[Passage provided]:
(begin)

In 2005, Joel Greenblatt published a book that is already considered one of the classics of finance literature. In The Little Book that Beats the Market— a New York Times bestseller with 300, 000 copies in print — Greenblatt explained how investors can outperform the popular market averages by simply and systematically applying a formula that seeks out good businesses when they are available at bargain prices. Now, with a new Introduction and Afterword for 2010, The Little Book that Still Beats the Market updates and expands upon the research findings from the original book. Included are data and analysis covering the recent financial crisis and model performance through the end of 2009. In a straightforward and accessible style, the book explores the basic principles of successful stock market investing and then reveals the author's time-tested formula that makes buying above average companies at below average prices automatic. Though the formula has been extensively tested and is a breakthrough in the academic and professional world, Greenblatt explains it using 6 th grade math, plain language and humor. He shows how to use his method to beat both the market and professional managers by a wide margin. You'll also learn why success eludes almost all individual and professional investors, and why the formula will continue to work even after everyone "knows" it.

(end)

[Record set]:
(begin)

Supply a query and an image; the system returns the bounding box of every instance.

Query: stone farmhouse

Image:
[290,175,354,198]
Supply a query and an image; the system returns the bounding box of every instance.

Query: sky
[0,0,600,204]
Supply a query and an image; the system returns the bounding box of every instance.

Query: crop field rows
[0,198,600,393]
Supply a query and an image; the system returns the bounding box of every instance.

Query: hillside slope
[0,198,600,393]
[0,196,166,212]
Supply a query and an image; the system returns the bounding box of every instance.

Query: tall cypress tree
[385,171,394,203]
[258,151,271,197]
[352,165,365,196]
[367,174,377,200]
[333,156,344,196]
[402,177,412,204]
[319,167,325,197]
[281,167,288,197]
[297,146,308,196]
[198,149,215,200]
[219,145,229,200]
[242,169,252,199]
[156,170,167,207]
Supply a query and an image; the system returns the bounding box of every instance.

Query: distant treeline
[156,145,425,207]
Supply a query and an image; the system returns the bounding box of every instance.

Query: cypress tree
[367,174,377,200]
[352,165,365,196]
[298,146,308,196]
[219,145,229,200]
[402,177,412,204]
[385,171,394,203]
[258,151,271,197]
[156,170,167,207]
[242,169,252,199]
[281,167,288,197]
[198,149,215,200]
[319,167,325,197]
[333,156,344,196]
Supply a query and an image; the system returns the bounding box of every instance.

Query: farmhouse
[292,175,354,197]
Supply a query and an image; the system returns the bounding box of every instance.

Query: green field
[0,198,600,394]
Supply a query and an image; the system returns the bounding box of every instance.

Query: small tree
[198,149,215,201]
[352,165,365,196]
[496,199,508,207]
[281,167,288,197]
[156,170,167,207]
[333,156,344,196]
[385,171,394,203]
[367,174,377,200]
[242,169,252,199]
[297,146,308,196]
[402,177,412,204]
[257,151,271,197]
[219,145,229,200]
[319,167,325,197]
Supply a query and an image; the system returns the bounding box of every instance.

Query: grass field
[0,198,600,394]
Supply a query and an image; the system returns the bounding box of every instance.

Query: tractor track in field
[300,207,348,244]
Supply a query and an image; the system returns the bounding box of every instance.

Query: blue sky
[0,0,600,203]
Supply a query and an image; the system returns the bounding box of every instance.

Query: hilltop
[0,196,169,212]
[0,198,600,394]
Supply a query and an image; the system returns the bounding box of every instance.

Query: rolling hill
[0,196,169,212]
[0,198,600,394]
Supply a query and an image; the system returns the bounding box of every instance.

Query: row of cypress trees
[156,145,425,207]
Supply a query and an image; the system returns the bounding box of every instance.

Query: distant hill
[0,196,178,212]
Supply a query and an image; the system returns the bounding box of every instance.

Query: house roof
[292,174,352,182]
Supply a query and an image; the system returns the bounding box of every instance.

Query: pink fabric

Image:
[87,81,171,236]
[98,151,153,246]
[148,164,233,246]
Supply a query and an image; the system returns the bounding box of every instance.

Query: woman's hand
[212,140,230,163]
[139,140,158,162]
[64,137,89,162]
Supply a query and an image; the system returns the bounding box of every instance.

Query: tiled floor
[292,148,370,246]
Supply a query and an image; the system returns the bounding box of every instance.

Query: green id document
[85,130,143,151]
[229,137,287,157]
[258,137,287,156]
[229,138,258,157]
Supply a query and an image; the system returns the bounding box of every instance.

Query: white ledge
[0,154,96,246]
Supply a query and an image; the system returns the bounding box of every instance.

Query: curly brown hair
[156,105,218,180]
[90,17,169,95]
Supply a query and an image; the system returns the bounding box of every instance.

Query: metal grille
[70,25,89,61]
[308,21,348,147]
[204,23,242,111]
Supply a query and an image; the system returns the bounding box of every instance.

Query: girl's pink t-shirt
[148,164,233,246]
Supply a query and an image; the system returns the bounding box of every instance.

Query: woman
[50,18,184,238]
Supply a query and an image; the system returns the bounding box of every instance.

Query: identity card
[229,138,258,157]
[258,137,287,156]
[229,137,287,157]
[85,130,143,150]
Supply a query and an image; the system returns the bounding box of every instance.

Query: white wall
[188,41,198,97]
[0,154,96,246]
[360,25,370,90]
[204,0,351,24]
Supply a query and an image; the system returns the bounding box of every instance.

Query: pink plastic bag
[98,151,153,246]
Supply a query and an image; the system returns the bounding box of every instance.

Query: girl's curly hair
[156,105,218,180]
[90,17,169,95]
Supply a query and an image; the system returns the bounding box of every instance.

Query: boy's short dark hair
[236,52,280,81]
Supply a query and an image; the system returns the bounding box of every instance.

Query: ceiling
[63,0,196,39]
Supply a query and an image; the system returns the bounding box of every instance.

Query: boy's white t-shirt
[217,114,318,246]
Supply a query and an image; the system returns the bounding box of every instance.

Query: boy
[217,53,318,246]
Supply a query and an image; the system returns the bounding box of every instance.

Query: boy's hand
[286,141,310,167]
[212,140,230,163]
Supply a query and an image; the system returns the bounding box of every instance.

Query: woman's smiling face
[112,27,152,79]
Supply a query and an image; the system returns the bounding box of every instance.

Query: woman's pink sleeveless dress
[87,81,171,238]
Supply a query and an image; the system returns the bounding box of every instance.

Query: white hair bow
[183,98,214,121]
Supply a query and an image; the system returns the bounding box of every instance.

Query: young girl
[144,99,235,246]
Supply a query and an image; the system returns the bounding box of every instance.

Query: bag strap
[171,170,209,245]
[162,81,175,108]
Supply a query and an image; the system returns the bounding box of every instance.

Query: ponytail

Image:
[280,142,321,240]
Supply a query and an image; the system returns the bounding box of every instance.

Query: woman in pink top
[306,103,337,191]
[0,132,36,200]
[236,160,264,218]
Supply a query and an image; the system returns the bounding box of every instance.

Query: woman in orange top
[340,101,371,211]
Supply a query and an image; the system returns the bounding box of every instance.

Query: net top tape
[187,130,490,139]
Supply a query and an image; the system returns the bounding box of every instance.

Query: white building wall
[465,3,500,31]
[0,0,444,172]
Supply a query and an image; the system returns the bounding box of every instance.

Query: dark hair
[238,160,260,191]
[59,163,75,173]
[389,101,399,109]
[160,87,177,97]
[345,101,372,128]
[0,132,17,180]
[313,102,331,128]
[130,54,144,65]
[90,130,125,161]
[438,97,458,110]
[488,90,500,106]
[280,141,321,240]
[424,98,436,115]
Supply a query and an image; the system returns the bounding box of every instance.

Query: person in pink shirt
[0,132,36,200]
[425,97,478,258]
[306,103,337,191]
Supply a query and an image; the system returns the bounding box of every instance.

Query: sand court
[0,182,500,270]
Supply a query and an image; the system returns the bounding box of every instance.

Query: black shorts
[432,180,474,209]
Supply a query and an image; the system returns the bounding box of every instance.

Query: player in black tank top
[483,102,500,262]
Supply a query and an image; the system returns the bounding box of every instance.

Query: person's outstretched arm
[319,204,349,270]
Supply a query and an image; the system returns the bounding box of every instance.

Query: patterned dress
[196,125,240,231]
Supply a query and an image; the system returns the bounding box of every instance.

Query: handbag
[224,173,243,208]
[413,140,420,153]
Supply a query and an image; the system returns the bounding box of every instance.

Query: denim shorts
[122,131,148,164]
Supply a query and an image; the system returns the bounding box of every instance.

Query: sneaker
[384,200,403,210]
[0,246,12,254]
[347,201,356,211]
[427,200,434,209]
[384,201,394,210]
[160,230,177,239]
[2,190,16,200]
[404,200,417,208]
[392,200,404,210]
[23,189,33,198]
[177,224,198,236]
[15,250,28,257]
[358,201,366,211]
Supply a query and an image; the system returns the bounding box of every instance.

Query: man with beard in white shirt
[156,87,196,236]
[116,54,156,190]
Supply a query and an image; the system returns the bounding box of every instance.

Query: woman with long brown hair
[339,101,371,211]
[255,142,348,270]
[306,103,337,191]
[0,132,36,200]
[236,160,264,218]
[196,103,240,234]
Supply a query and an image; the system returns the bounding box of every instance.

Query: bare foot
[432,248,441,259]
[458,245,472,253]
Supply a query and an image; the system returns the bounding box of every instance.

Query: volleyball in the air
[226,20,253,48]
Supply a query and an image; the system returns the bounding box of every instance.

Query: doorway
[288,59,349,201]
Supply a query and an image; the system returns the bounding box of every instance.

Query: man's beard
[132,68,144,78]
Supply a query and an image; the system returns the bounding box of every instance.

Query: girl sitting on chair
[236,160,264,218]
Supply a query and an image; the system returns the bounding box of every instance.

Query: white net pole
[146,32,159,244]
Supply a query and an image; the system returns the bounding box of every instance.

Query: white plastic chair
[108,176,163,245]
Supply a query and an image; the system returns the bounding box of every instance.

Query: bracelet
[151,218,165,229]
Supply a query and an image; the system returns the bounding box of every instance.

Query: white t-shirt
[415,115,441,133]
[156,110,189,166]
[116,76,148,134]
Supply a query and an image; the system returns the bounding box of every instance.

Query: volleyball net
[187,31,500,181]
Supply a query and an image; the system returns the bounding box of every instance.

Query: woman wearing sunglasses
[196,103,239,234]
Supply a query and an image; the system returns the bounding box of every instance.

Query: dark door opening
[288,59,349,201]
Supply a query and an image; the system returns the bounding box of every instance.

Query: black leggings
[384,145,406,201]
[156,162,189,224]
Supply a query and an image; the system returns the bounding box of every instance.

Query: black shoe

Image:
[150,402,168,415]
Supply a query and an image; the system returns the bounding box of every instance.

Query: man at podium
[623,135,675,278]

(end)

[Task objective]: Please continue the passage about Greenblatt's book, picking up after its final sentence. The rows are separate material and unrelated to the passage about Greenblatt's book.

[Exercise response]:
While the formula may be simple, understanding why the formula works is the true key to success for investors. The book will take readers on a step-by-step journey so that they can learn the principles of value investing in a way that will provide them with a long term strategy that they can understand and stick with through both good and bad periods for the stock market.

As the Wall Street Journal stated about the original edition, "Mr. Greenblatt…says his goal was to provide advice that, while sophisticated, could be understood and followed by his five children, ages 6 to 15. They are in luck. His 'Little Book' is one of the best, clearest guides to value investing out there."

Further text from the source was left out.